Assigned task —
Set down the line containing "point_to(query) identifies every instance of the horizontal" and every line that follows it in the listing below, exactly as written and with nothing added.

Supplied records —
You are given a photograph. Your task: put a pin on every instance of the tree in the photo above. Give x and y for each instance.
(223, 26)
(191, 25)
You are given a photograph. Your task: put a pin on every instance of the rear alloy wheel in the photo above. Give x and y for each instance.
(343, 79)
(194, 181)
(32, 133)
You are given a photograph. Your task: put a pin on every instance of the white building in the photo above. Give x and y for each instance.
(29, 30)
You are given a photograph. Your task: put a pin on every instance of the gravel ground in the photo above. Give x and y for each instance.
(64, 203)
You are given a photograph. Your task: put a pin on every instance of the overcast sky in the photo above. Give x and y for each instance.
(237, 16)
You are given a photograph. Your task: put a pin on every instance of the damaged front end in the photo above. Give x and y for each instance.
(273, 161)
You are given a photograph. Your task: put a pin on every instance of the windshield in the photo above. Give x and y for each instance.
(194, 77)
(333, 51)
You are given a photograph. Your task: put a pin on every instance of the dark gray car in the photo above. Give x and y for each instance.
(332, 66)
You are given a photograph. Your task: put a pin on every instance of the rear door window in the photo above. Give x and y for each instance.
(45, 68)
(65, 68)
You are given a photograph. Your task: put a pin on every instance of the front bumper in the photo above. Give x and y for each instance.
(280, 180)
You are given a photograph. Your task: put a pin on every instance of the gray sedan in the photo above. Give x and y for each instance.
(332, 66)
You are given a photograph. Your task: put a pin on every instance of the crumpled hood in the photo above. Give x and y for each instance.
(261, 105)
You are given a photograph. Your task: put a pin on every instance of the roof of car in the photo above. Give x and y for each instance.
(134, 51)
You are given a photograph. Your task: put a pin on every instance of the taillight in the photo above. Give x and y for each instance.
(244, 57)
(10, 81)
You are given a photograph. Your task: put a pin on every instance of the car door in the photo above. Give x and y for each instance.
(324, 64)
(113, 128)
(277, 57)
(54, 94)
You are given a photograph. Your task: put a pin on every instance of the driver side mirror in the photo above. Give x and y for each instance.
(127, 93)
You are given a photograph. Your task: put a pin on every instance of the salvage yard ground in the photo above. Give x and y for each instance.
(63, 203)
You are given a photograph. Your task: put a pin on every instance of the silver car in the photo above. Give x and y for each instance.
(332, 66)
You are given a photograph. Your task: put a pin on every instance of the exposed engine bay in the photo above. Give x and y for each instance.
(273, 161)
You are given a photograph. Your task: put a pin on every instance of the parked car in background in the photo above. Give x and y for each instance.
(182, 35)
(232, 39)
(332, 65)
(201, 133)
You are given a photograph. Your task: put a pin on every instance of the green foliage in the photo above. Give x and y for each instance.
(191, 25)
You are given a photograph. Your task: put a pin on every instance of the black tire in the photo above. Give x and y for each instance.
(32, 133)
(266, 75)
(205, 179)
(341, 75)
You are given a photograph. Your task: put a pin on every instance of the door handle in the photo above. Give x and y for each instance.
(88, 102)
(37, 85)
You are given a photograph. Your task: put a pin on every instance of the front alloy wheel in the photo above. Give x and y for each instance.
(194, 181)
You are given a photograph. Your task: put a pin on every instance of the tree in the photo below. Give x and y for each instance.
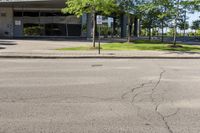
(79, 7)
(183, 25)
(128, 7)
(195, 25)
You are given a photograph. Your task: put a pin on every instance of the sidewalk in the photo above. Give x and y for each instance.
(46, 49)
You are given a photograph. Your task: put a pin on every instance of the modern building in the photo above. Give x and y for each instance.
(43, 18)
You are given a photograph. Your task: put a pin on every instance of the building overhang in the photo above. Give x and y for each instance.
(33, 3)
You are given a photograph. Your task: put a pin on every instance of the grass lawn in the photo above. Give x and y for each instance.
(141, 45)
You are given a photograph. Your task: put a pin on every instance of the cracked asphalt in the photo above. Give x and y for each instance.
(99, 96)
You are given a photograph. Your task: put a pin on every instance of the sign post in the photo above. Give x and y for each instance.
(99, 23)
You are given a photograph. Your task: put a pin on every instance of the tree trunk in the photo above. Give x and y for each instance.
(94, 29)
(129, 29)
(149, 32)
(175, 25)
(162, 40)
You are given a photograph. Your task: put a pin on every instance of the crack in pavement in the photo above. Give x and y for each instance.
(164, 117)
(56, 97)
(134, 89)
(158, 105)
(157, 84)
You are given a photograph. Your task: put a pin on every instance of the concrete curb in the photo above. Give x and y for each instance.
(96, 57)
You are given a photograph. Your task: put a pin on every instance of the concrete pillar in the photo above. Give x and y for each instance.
(123, 24)
(6, 22)
(89, 26)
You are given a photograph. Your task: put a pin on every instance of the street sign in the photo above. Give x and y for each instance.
(99, 19)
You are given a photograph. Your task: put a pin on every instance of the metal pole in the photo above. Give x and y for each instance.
(99, 48)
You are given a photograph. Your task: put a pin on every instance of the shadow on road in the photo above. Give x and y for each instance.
(183, 52)
(7, 43)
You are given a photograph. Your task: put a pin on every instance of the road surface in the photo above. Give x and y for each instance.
(99, 96)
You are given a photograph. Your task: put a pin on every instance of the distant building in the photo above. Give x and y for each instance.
(43, 18)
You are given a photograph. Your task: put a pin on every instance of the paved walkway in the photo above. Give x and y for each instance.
(46, 49)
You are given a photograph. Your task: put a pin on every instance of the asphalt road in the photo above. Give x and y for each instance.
(99, 96)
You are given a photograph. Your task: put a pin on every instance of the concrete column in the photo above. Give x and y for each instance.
(89, 25)
(6, 22)
(123, 24)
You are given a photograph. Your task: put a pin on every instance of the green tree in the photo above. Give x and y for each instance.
(128, 8)
(196, 26)
(183, 26)
(79, 7)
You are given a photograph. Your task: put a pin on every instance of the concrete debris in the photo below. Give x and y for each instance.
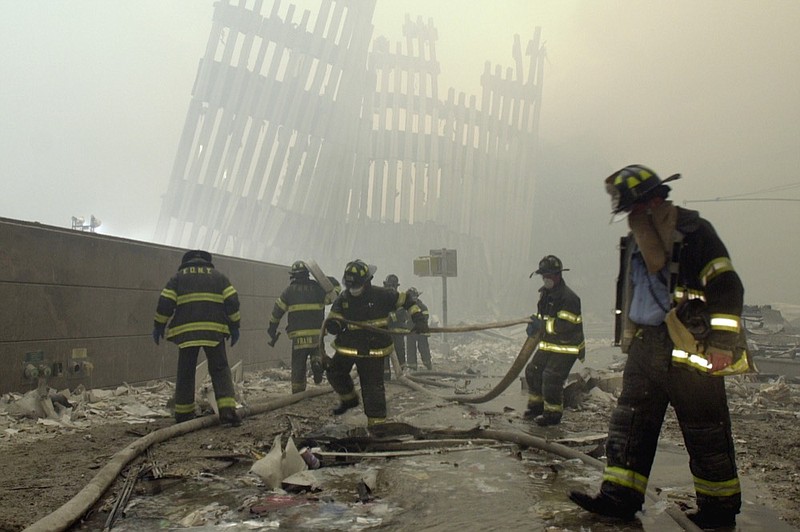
(28, 417)
(278, 464)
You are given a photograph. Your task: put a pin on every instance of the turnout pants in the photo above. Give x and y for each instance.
(650, 383)
(218, 370)
(545, 377)
(370, 374)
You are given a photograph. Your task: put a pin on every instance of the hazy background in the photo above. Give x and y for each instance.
(94, 95)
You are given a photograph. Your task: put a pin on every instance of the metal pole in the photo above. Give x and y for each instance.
(444, 286)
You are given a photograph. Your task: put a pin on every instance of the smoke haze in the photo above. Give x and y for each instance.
(95, 94)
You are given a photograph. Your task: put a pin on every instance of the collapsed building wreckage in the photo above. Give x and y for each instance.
(769, 334)
(303, 136)
(773, 341)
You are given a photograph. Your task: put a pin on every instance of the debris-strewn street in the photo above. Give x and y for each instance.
(49, 456)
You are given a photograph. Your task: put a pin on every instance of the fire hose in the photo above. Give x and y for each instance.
(524, 355)
(70, 512)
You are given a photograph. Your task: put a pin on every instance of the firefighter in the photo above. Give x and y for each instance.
(204, 309)
(562, 343)
(397, 320)
(304, 300)
(418, 340)
(681, 310)
(367, 349)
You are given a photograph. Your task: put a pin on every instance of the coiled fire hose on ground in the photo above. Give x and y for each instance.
(516, 368)
(74, 509)
(516, 437)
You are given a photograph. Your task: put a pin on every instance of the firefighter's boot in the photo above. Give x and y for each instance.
(713, 519)
(533, 411)
(548, 418)
(229, 417)
(605, 505)
(344, 406)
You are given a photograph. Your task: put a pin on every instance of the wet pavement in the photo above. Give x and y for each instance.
(474, 487)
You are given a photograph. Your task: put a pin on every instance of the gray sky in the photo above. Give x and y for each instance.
(94, 96)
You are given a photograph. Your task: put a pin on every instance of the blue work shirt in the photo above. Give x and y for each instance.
(651, 295)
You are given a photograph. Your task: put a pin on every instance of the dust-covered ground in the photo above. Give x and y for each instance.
(46, 462)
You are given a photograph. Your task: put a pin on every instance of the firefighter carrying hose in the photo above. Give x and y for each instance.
(367, 349)
(304, 300)
(562, 343)
(680, 303)
(419, 341)
(204, 308)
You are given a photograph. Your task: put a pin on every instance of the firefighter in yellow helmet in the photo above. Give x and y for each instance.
(679, 306)
(362, 302)
(203, 307)
(558, 314)
(304, 303)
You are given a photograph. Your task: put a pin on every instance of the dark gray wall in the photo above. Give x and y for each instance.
(80, 297)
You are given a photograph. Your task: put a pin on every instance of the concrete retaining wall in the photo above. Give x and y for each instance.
(81, 305)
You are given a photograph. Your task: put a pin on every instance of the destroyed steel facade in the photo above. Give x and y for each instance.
(312, 140)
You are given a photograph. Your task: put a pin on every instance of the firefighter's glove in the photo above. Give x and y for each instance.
(719, 350)
(421, 327)
(334, 326)
(719, 358)
(272, 331)
(534, 326)
(158, 333)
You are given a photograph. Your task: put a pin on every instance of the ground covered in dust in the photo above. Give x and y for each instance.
(45, 463)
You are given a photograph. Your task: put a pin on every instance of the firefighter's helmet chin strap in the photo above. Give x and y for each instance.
(654, 231)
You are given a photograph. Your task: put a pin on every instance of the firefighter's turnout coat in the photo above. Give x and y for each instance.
(559, 309)
(202, 303)
(657, 374)
(304, 300)
(373, 308)
(363, 347)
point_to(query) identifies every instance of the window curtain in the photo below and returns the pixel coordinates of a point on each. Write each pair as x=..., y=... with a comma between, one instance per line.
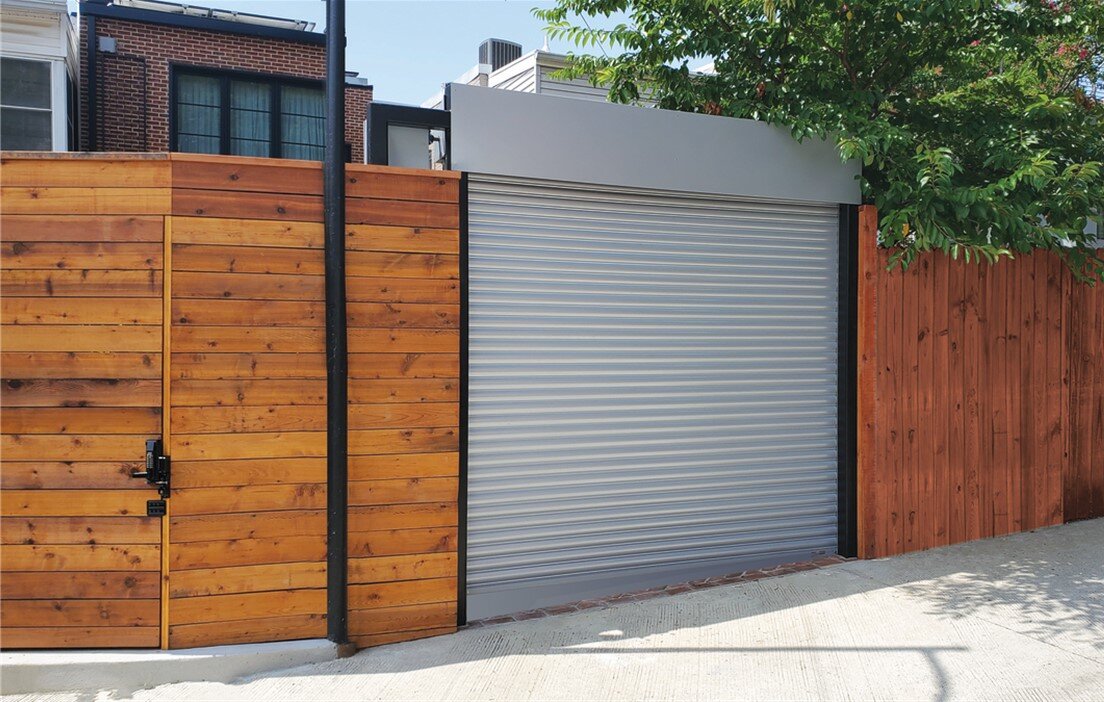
x=199, y=103
x=250, y=118
x=303, y=128
x=25, y=117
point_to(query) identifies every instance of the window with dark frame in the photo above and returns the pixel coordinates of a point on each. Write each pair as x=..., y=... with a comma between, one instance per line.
x=25, y=109
x=247, y=115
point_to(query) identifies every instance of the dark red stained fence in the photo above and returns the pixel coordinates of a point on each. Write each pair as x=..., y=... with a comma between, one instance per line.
x=982, y=399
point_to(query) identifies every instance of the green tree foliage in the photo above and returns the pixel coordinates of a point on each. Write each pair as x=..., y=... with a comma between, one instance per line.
x=978, y=121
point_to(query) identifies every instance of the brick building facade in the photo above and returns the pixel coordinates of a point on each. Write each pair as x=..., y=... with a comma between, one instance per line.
x=139, y=50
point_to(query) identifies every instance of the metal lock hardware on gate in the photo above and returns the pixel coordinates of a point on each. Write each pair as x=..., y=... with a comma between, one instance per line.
x=158, y=468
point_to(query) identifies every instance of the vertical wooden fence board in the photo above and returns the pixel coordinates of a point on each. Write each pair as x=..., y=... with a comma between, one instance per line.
x=988, y=402
x=81, y=560
x=234, y=576
x=403, y=572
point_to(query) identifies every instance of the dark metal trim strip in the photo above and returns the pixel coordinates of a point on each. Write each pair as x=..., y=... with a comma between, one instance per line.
x=337, y=347
x=89, y=60
x=848, y=392
x=382, y=115
x=462, y=502
x=202, y=23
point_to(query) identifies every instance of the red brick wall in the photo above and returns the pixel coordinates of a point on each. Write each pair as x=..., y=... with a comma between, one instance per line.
x=123, y=126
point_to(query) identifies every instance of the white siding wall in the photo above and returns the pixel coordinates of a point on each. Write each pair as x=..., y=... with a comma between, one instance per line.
x=41, y=30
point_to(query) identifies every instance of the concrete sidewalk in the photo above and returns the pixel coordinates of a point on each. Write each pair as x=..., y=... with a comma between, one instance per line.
x=1014, y=618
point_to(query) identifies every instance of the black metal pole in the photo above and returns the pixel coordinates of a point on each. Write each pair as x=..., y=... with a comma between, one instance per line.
x=337, y=351
x=89, y=61
x=847, y=389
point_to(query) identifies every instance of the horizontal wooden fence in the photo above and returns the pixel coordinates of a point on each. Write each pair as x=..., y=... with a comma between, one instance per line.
x=980, y=399
x=82, y=362
x=112, y=261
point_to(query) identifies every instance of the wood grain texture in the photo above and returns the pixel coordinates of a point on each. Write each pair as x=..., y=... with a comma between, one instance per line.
x=82, y=585
x=80, y=227
x=979, y=399
x=82, y=285
x=241, y=342
x=52, y=201
x=308, y=626
x=81, y=637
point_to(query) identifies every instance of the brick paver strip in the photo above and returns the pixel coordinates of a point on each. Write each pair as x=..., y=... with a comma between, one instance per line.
x=668, y=591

Solved problem —
point_to(query) identifies every instance of the horizontal wooden fence in the photo above and returns the pixel coordinates of a point on each. Write each pair as x=..., y=... with a comma between, one instance per line.
x=980, y=399
x=82, y=362
x=112, y=261
point_to(query) identifies every instance of the wood grain texture in the photo above and returns the pixel coordinates of a point on each. Write each pair as x=..., y=... with a comma between, one instance per line.
x=82, y=585
x=80, y=227
x=979, y=399
x=82, y=285
x=241, y=342
x=52, y=201
x=308, y=626
x=81, y=637
point_to(query) identifies every instance of the brick paver strip in the photo above and returns the pixel coordinates of a point on each. Write each pair as x=..., y=... with a comma between, one instance per line.
x=668, y=591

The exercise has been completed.